▶ _Data supplied_
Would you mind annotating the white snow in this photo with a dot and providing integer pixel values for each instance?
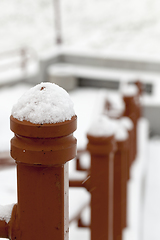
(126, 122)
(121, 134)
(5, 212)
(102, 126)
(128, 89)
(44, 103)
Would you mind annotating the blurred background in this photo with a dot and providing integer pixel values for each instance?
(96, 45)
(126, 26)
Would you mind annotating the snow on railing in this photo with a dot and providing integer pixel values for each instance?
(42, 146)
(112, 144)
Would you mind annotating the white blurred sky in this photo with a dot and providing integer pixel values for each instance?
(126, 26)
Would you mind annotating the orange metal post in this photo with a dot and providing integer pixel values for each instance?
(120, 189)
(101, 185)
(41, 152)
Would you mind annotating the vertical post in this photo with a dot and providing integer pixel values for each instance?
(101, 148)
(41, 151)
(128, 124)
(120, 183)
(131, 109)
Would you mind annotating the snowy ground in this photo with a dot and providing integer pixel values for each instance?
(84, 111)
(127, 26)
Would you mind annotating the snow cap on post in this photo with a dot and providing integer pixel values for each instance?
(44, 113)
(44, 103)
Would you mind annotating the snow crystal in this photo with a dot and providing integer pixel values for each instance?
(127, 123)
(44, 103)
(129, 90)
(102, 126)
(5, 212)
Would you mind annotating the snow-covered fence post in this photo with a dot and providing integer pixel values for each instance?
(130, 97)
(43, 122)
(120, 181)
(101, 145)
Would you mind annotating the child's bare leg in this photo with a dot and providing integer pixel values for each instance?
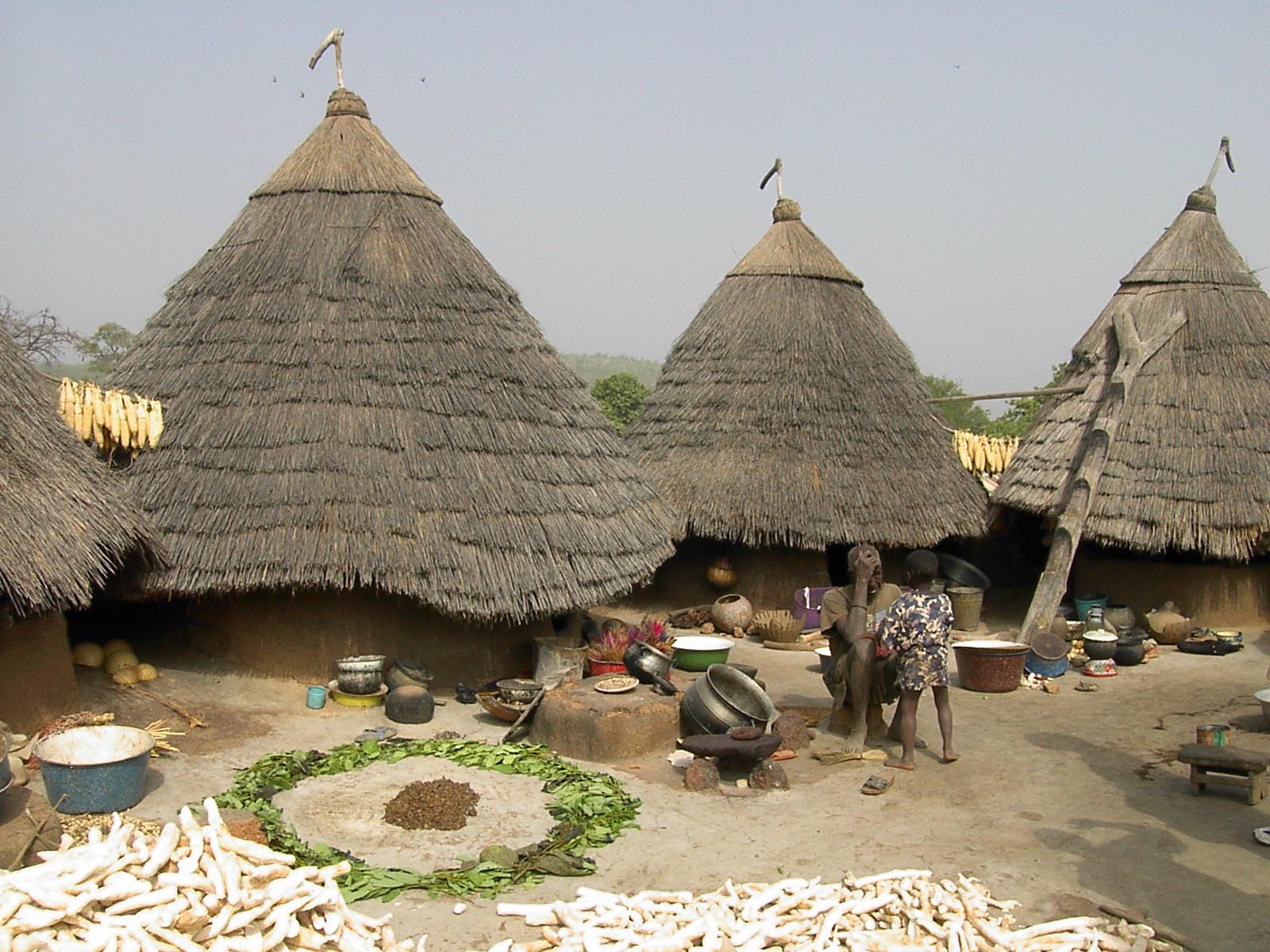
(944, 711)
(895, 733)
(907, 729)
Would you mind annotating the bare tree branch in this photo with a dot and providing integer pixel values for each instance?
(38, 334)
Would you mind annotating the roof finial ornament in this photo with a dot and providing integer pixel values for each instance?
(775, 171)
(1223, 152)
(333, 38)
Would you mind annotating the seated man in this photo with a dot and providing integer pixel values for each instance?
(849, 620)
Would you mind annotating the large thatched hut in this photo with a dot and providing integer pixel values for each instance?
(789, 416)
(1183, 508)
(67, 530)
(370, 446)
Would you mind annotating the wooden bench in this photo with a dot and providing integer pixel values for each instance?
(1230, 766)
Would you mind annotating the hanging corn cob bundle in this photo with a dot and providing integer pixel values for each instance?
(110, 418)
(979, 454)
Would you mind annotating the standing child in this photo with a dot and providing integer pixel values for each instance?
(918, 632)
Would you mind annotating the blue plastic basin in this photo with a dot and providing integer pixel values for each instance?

* * *

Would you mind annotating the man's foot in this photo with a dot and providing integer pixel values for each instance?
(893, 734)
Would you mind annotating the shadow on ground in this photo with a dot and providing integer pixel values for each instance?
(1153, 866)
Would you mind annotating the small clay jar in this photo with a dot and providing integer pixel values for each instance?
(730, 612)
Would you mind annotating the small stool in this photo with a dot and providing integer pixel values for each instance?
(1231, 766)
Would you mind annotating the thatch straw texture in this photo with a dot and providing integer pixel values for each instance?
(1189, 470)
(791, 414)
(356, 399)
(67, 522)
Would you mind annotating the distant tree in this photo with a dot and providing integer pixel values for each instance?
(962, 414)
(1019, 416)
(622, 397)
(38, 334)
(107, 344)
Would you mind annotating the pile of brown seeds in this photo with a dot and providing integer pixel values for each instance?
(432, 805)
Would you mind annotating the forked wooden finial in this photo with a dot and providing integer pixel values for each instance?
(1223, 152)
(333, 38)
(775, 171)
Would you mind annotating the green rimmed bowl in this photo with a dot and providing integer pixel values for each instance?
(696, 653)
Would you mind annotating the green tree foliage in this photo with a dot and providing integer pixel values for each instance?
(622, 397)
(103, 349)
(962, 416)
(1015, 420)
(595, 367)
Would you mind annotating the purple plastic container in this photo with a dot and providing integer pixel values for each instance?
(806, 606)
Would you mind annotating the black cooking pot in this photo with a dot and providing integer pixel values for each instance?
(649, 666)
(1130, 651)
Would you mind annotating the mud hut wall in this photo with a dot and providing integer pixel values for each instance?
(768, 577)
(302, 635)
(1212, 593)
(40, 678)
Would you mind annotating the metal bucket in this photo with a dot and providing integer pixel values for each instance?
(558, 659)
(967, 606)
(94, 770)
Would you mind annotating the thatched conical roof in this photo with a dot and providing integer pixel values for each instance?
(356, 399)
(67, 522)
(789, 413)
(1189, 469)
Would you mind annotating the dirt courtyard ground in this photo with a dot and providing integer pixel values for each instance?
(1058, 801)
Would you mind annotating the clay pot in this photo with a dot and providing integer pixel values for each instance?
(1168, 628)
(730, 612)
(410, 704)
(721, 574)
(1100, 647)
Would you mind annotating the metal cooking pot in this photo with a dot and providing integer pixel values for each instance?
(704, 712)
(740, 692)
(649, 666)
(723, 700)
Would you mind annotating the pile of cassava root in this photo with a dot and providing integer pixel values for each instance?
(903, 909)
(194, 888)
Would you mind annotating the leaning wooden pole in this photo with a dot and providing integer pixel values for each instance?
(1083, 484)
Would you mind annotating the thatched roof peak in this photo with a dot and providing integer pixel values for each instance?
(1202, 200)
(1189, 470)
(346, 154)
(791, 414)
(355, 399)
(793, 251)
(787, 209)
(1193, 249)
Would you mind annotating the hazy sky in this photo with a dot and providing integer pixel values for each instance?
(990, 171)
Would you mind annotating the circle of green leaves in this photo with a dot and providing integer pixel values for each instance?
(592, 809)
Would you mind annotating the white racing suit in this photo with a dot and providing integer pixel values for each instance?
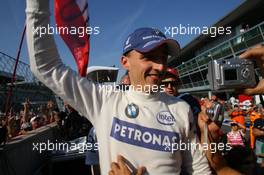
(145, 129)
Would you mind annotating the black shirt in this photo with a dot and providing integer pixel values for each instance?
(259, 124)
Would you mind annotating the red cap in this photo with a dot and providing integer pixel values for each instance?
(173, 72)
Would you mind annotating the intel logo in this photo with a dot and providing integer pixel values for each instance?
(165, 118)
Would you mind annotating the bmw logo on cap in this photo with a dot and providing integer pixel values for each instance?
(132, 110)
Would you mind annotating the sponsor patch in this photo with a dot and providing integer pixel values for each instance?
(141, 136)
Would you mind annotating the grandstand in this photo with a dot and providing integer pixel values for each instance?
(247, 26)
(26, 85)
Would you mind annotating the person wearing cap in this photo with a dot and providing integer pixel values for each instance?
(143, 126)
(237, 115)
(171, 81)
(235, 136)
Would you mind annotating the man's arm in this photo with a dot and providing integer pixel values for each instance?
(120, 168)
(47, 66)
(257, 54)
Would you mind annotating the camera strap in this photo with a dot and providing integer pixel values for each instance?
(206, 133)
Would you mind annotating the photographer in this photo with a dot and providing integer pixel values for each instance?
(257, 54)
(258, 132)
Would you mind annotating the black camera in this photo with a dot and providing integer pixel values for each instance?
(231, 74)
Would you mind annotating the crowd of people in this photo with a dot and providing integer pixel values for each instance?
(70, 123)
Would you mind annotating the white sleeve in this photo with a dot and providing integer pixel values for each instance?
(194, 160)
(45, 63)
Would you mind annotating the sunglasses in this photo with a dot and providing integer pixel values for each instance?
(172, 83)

---

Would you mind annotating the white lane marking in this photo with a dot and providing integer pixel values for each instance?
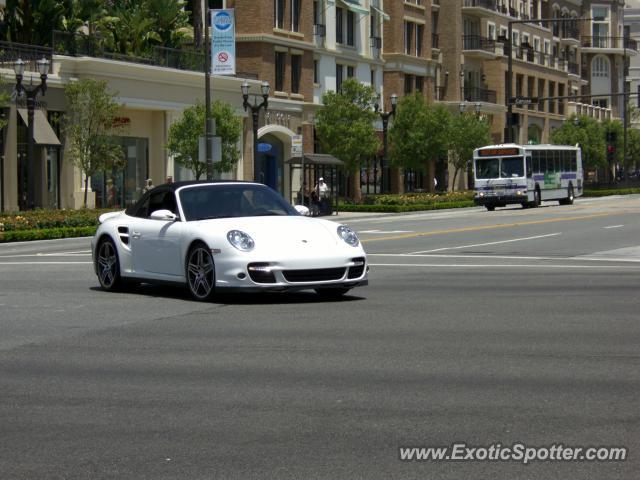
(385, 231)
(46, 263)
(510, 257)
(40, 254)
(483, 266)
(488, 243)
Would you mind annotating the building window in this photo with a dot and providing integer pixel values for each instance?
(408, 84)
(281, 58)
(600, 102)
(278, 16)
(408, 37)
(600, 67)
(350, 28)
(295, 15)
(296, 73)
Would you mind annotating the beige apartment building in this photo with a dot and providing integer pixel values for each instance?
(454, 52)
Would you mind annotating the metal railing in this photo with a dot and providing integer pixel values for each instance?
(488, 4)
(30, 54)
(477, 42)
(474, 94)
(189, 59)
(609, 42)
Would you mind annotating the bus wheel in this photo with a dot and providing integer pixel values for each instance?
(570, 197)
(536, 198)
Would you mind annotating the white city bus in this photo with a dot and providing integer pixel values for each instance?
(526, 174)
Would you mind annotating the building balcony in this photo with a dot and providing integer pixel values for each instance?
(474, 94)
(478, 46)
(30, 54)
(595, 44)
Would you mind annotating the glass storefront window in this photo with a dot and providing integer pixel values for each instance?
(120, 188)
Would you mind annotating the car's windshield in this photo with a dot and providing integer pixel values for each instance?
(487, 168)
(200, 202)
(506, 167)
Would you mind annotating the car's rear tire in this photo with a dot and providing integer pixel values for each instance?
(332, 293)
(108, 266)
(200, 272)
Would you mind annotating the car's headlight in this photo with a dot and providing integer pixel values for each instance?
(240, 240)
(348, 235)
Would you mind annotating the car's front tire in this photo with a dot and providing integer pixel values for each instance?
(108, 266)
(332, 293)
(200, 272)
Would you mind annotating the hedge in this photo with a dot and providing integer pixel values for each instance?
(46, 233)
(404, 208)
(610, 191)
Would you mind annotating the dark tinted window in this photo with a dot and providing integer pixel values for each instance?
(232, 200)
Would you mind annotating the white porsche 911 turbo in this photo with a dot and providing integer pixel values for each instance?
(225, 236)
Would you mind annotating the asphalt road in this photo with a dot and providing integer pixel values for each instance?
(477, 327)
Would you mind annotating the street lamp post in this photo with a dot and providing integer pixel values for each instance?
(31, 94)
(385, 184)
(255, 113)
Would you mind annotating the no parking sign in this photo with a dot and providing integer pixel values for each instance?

▶ _Task prompt_
Identify each line of the records above that contains the string "pile" and copy those lines. Matching is case-sensitive.

▶ _Expected output_
Would you mind annotating the pile of brown seeds in this photo with a dot and providing integer pixel values for each instance?
Would you mind annotating the pile of cassava root in this photo with a dot and providing integer pixel values for each instance?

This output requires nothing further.